## What is expected
Copy every one of the rows below word for word, and leave the pictures out of your copy.

══ Data rows ══

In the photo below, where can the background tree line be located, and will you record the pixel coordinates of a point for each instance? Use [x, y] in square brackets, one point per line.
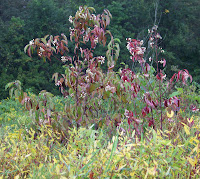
[24, 20]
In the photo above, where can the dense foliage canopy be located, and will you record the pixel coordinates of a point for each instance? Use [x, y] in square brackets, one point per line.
[23, 20]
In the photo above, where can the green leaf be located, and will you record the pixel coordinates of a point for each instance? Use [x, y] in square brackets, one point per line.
[25, 48]
[176, 93]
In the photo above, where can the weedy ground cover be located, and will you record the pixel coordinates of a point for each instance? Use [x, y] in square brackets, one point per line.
[133, 123]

═══

## Solution
In the photo below, where can the background tree line be located, and will you record the pixel coordinates of a point for each instance? Use [x, y] in square brackets, one point per line.
[24, 20]
In the photo above, where can the dense foliage canopy be located, and will you record the pixel coordinates of a point for each instance? Use [x, y] in square brackets, one point per line.
[23, 20]
In the photo above, where can the green leaf be located, and will you record the pixel coordinates of a point for each instance? Use [x, y] in square brackets, one point per line.
[25, 48]
[176, 93]
In the photo above, where can the weedy ground cover be located, and will you record the pixel coordinates of a point for each instance? Use [x, y] in square brackets, one point per line.
[133, 123]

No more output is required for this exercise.